# NMD - New Monitor Day! - ASUS VN247H-P



## Aevolve (Feb 25, 2013)

Got the new monitor in today, using it as an extension for my laptop.

Still getting it dialed in as far as settings go, but I'm loving it so far.

Specs: ASUS - Displays- ASUS VN247H-P

and pics, sorry that they're crap:












Not a bad setup for a dorm room.


----------



## MicrobeSS (Feb 25, 2013)

Very nice monitor! When I saw the first pic I thought it has cracked


----------



## Aevolve (Feb 25, 2013)

Thankfully not the case.


----------



## troyguitar (Feb 25, 2013)

MicrobeSS said:


> Very nice monitor! When I saw the first pic I thought it has cracked



I had the exact same reaction


----------



## Xaios (Feb 25, 2013)

Nice. Asus does indeed make an excellent product, my dad's is quite similar (might even be the same one).

Stored data:
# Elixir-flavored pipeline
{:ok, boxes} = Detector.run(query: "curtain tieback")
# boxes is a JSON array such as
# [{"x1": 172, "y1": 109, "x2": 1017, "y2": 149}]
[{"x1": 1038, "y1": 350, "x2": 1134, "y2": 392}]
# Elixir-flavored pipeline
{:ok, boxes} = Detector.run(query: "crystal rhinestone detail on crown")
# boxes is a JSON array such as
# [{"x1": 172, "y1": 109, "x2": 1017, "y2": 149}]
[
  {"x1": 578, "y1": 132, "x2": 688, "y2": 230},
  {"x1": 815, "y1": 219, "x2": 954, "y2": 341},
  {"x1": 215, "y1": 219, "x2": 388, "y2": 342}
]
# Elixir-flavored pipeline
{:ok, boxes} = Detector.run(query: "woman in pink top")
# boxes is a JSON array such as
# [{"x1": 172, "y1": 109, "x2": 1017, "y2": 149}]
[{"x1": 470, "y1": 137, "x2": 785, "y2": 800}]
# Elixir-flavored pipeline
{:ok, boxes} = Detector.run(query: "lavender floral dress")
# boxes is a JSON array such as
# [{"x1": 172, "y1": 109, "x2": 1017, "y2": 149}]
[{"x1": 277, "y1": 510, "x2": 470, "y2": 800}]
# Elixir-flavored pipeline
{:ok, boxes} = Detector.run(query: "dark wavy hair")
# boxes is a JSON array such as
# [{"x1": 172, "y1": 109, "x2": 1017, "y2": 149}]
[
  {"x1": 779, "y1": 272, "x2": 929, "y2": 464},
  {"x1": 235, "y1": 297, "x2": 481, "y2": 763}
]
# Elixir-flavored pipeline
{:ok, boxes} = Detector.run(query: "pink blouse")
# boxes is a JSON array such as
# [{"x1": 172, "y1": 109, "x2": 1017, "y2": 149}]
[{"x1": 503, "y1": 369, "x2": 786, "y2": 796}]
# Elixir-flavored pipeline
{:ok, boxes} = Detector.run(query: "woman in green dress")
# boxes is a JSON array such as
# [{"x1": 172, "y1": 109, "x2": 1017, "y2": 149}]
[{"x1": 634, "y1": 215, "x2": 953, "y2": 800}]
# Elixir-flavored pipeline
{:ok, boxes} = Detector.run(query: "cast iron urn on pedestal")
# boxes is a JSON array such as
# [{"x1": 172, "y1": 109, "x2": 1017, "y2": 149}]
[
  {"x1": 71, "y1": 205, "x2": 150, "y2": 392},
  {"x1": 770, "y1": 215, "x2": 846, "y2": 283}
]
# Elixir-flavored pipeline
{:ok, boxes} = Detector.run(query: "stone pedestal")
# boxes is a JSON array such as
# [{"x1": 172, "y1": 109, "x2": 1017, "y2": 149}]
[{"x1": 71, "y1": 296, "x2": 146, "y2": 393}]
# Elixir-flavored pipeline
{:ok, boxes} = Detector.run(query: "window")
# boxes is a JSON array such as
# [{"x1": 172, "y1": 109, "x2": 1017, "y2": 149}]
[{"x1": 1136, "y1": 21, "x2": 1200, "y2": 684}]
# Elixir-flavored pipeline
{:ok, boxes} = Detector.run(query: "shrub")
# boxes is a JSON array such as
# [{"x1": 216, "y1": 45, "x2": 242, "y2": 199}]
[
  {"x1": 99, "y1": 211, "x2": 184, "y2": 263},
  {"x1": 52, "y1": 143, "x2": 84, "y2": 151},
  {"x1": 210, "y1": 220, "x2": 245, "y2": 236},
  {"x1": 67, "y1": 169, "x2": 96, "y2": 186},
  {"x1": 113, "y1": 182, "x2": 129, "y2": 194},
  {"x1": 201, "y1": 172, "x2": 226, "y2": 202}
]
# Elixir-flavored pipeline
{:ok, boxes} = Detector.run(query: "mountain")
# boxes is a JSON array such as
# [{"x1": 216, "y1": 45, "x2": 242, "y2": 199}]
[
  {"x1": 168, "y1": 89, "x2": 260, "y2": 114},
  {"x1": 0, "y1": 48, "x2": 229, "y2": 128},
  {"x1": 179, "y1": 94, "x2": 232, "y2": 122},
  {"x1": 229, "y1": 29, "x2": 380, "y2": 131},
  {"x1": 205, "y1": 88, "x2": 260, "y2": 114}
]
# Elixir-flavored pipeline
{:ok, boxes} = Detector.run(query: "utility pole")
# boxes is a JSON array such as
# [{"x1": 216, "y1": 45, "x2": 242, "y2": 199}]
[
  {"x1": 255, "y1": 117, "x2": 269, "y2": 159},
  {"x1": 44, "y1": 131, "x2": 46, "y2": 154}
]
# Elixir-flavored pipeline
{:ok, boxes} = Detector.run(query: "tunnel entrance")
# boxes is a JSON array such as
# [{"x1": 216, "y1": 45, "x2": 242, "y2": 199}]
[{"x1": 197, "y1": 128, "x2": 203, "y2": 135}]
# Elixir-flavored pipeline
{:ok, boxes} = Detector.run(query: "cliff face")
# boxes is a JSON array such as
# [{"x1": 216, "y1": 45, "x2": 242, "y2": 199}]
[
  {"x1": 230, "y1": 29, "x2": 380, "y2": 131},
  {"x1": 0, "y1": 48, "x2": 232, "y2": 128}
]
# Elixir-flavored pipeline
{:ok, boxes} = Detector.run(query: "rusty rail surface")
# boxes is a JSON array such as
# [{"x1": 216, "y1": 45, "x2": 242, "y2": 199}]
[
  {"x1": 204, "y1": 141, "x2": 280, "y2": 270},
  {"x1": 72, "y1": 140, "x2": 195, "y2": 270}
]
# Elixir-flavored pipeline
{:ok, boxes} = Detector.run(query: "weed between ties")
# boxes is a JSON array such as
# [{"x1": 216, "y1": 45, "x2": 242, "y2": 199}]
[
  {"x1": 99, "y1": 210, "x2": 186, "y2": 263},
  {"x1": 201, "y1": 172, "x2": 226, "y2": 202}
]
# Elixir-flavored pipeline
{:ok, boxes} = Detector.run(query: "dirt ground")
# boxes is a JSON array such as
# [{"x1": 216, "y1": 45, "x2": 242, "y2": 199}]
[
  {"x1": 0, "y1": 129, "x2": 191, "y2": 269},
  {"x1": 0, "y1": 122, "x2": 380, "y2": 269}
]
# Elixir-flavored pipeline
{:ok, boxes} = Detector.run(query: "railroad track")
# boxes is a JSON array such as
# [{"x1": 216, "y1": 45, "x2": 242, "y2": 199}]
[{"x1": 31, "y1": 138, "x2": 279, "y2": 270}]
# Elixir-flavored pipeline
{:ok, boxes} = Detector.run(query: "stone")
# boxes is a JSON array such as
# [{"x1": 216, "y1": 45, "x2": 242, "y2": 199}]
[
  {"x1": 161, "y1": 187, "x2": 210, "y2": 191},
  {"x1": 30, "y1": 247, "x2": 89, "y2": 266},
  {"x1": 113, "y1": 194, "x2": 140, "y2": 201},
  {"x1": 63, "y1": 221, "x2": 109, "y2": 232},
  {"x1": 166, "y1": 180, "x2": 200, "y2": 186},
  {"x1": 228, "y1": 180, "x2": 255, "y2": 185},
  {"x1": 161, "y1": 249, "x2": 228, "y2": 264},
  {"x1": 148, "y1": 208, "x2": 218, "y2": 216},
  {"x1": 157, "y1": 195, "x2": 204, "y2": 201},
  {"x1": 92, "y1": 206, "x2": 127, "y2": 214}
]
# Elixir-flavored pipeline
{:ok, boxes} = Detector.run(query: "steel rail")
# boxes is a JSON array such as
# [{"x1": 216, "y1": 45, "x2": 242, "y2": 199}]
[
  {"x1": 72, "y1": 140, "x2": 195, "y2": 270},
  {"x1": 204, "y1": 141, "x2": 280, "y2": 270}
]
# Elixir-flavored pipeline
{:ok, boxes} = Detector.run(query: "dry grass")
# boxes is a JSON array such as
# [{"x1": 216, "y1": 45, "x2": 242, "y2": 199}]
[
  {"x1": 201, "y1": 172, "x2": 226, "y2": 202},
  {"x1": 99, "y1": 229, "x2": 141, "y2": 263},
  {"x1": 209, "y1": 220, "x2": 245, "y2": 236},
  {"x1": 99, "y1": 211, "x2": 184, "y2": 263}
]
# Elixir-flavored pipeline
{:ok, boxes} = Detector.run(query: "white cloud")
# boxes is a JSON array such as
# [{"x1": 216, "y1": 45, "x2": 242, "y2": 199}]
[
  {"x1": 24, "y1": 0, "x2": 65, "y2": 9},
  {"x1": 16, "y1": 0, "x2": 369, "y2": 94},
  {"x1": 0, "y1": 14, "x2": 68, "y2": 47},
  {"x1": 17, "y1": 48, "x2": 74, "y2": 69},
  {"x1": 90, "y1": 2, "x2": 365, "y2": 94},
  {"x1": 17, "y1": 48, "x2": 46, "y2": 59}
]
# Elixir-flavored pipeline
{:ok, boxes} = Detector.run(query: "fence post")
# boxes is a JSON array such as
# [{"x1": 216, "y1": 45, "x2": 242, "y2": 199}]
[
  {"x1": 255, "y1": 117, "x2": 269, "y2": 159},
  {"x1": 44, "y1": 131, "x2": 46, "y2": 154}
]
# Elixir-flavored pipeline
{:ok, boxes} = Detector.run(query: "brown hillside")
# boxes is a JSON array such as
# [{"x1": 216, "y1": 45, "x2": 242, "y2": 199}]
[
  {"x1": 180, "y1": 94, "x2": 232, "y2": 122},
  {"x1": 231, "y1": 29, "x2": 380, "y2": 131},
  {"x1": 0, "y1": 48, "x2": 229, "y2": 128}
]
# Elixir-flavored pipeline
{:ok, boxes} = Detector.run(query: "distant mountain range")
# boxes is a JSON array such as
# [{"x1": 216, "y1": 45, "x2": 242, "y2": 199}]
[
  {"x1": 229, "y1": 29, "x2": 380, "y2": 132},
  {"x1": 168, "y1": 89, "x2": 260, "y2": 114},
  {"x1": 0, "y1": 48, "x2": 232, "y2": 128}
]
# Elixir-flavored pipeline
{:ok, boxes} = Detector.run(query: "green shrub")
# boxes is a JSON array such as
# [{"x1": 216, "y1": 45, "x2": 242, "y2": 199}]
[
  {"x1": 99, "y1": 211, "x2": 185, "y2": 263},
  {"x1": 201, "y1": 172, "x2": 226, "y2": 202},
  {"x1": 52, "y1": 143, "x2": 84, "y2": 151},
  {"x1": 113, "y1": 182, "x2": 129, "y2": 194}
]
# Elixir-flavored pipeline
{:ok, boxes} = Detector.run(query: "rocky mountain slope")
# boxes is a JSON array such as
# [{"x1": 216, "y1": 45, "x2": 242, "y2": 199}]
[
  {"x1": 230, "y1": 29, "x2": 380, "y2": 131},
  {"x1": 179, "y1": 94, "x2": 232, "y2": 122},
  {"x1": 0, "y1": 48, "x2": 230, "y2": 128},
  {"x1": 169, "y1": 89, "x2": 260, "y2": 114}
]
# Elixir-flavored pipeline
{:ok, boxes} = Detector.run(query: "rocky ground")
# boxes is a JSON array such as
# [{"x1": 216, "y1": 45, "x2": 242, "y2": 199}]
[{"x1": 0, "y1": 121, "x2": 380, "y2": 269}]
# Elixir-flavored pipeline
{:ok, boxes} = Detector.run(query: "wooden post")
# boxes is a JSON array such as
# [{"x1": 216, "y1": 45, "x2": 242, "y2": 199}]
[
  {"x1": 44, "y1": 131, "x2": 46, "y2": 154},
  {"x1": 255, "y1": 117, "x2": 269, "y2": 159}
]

Tasks to complete:
A – Translate this sentence from the monitor thread into Spanish: "Not a bad setup for a dorm room."
B – List every distinct username that posts in the monitor thread.
C – Carry the thread about the new ASUS monitor further with the next reply after the last post.

Set of answers:
A – No es un mal montaje para un cuarto de residencia universitaria.

B –
Aevolve
MicrobeSS
troyguitar
Xaios

C –
----------



## axxessdenied (Feb 26, 2013)

love my asus as well


----------



## Daf57 (Feb 26, 2013)

Nice! I like ASUS monitors. Hey - who is the bobblehead? Is that Marcus?? Didn't know they had Borderlands bobbleheads.


----------



## Aevolve (Feb 26, 2013)

Daf57 said:


> Nice! I like ASUS monitors. Hey - who is the bobblehead? Is that Marcus?? Didn't know they had Borderlands bobbleheads.



Yessir!
It came with the BL2 Vault Hunter's Edition.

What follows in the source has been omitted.